-- Supplied material --
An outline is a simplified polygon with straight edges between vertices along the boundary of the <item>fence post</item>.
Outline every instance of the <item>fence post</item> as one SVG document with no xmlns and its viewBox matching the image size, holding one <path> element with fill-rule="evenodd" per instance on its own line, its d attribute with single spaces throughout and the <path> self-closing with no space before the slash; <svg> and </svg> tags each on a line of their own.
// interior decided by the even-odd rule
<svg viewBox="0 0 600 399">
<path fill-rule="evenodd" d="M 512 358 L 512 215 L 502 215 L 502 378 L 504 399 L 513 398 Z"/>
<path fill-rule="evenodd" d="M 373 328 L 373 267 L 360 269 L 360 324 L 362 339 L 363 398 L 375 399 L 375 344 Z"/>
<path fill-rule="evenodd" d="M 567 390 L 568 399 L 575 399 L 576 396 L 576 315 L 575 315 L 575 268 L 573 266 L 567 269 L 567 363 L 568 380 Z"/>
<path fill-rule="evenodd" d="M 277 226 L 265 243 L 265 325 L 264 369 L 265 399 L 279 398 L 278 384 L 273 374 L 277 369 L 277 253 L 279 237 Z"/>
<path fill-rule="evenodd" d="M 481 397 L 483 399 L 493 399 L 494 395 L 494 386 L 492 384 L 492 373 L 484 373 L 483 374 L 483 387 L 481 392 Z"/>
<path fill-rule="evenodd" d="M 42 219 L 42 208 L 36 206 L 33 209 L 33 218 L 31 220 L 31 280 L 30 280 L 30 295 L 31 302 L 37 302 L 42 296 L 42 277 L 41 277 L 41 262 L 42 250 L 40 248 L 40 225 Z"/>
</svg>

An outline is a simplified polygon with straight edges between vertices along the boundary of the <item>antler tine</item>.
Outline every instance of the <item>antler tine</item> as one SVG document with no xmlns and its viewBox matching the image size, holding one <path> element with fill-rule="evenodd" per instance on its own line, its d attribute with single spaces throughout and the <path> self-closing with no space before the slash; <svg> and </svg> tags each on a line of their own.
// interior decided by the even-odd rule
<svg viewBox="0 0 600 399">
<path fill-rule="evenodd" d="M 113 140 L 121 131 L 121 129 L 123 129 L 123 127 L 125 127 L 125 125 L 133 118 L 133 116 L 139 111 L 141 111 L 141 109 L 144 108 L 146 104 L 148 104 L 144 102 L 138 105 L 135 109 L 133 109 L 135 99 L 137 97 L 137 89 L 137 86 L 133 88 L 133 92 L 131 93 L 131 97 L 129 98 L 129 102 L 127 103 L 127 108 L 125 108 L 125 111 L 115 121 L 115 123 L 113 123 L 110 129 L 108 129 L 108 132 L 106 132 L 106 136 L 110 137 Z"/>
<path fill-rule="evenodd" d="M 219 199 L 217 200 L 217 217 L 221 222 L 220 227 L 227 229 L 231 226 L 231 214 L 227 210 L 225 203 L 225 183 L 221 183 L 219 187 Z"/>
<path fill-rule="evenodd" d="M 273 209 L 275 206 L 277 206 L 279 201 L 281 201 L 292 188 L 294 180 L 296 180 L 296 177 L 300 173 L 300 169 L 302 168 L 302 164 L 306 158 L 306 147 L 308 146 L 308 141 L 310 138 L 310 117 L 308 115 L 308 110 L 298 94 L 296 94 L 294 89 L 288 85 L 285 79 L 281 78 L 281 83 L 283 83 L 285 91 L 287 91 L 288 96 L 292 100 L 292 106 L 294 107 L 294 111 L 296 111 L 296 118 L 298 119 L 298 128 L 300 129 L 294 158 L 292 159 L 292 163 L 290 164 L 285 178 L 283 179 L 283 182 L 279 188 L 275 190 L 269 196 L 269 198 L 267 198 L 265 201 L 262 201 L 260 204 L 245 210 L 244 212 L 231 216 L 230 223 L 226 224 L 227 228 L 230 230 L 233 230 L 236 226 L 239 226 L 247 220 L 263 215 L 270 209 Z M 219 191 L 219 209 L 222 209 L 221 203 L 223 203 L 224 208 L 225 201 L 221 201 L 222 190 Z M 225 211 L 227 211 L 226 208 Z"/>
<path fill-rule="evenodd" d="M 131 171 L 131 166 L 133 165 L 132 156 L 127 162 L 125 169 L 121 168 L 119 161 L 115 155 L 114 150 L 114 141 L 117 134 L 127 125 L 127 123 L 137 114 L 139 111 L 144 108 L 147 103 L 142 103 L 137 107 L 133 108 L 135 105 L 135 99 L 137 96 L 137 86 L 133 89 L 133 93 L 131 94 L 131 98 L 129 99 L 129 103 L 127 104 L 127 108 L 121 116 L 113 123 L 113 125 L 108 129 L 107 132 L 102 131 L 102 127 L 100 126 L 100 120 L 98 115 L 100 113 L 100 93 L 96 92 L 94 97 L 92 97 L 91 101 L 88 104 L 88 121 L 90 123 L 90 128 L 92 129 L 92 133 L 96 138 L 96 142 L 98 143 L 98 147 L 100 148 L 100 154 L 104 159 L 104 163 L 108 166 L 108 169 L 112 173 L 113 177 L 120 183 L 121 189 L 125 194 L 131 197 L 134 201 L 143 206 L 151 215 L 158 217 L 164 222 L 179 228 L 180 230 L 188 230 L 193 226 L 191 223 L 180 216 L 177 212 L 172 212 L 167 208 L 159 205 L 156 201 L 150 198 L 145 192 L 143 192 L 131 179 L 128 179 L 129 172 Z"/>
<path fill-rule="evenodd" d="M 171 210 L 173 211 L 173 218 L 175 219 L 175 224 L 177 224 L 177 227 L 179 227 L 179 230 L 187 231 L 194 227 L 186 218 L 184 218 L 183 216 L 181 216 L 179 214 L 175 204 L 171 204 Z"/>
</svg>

-- Aim of the exercise --
A faithful copy of all the records is required.

-- Result of the task --
An outline is a simplified polygon with straight edges between vertices along the boundary of the <item>fence post</item>.
Outline every instance of the <item>fence post</item> as one SVG document with no xmlns and its viewBox matching the image size, holding one <path> element with fill-rule="evenodd" per instance on its own line, its d attribute with single spaces throughout and the <path> self-closing with no space before the slash; <svg> and </svg> tags each on a line of their own.
// interior decided by the even-odd rule
<svg viewBox="0 0 600 399">
<path fill-rule="evenodd" d="M 512 358 L 512 215 L 502 215 L 502 378 L 504 399 L 513 398 Z"/>
<path fill-rule="evenodd" d="M 373 328 L 373 267 L 360 269 L 360 324 L 362 339 L 363 398 L 375 399 L 375 344 Z"/>
<path fill-rule="evenodd" d="M 567 390 L 568 399 L 575 399 L 576 396 L 576 315 L 575 315 L 575 268 L 573 266 L 567 269 L 567 363 L 568 380 Z"/>
<path fill-rule="evenodd" d="M 277 226 L 265 243 L 265 325 L 264 369 L 265 399 L 279 398 L 278 384 L 273 374 L 277 369 L 277 253 L 279 237 Z"/>
<path fill-rule="evenodd" d="M 481 397 L 483 399 L 493 399 L 494 395 L 494 386 L 492 384 L 492 373 L 484 373 L 483 374 L 483 387 L 481 392 Z"/>
<path fill-rule="evenodd" d="M 42 219 L 42 208 L 36 206 L 33 209 L 33 218 L 31 220 L 31 280 L 30 280 L 30 295 L 31 302 L 37 302 L 42 296 L 42 277 L 41 277 L 41 262 L 42 250 L 40 248 L 40 225 Z"/>
</svg>

An outline is a simplified polygon with straight edges between vertices along the boundary of the <item>antler tine</item>.
Outline every instance of the <item>antler tine</item> as one SVG document with no xmlns and its viewBox matching the image size, holding one <path> element with fill-rule="evenodd" per instance on its own line, its d attribute with single spaces throughout and the <path> self-closing with no space before the slash; <svg> and </svg> tags each on a line of their own.
// interior decided by the even-odd rule
<svg viewBox="0 0 600 399">
<path fill-rule="evenodd" d="M 113 140 L 121 131 L 121 129 L 123 129 L 123 127 L 125 127 L 125 125 L 133 118 L 133 116 L 139 111 L 141 111 L 141 109 L 144 108 L 146 104 L 148 104 L 144 102 L 138 105 L 135 109 L 133 109 L 135 99 L 137 97 L 137 89 L 137 86 L 133 88 L 133 92 L 131 93 L 131 97 L 129 98 L 129 102 L 127 103 L 127 108 L 125 108 L 125 111 L 115 121 L 115 123 L 113 123 L 110 129 L 108 129 L 108 132 L 106 132 L 106 136 L 110 137 Z"/>
<path fill-rule="evenodd" d="M 219 199 L 217 200 L 217 217 L 221 222 L 220 227 L 227 229 L 231 226 L 231 214 L 227 210 L 225 203 L 225 183 L 221 183 L 219 187 Z"/>
<path fill-rule="evenodd" d="M 273 209 L 275 206 L 277 206 L 279 201 L 281 201 L 292 188 L 294 180 L 296 180 L 296 177 L 300 173 L 300 169 L 302 168 L 302 164 L 306 158 L 306 147 L 308 146 L 308 141 L 310 138 L 310 117 L 308 115 L 308 110 L 298 94 L 296 94 L 294 89 L 288 85 L 285 79 L 281 78 L 281 83 L 283 83 L 285 91 L 287 91 L 288 96 L 292 100 L 292 106 L 294 107 L 294 111 L 296 111 L 296 118 L 298 119 L 298 128 L 300 129 L 294 158 L 292 159 L 292 163 L 290 164 L 285 178 L 283 179 L 283 182 L 279 188 L 275 190 L 269 196 L 269 198 L 267 198 L 265 201 L 262 201 L 260 204 L 245 210 L 244 212 L 231 216 L 230 223 L 226 224 L 227 228 L 230 230 L 233 230 L 236 226 L 239 226 L 247 220 L 263 215 L 270 209 Z M 219 191 L 219 209 L 222 209 L 221 203 L 223 203 L 224 208 L 225 201 L 221 201 L 222 190 Z M 225 211 L 227 211 L 226 208 Z"/>
<path fill-rule="evenodd" d="M 131 171 L 131 166 L 133 165 L 132 156 L 127 162 L 125 169 L 121 168 L 119 161 L 115 155 L 114 150 L 114 141 L 117 134 L 127 125 L 127 123 L 137 114 L 139 111 L 144 108 L 147 103 L 142 103 L 137 107 L 133 108 L 135 105 L 135 99 L 137 96 L 137 86 L 133 89 L 133 93 L 131 94 L 131 98 L 129 99 L 129 103 L 127 104 L 127 108 L 121 116 L 113 123 L 113 125 L 108 129 L 107 132 L 102 131 L 102 127 L 100 126 L 100 120 L 98 115 L 100 113 L 100 93 L 96 92 L 94 97 L 92 97 L 91 101 L 88 104 L 88 121 L 90 123 L 90 128 L 92 129 L 92 133 L 96 138 L 96 142 L 98 143 L 98 147 L 100 148 L 100 154 L 104 159 L 104 163 L 108 166 L 108 169 L 112 173 L 113 177 L 120 183 L 121 189 L 125 194 L 131 197 L 134 201 L 143 206 L 151 215 L 158 217 L 164 222 L 179 228 L 180 230 L 188 230 L 193 226 L 191 223 L 180 216 L 177 212 L 172 212 L 167 208 L 159 205 L 156 201 L 150 198 L 145 192 L 143 192 L 131 179 L 128 179 L 129 172 Z"/>
<path fill-rule="evenodd" d="M 171 210 L 173 211 L 173 218 L 175 219 L 175 224 L 177 224 L 177 227 L 179 227 L 179 230 L 187 231 L 194 227 L 186 218 L 184 218 L 183 216 L 181 216 L 179 214 L 175 204 L 171 204 Z"/>
</svg>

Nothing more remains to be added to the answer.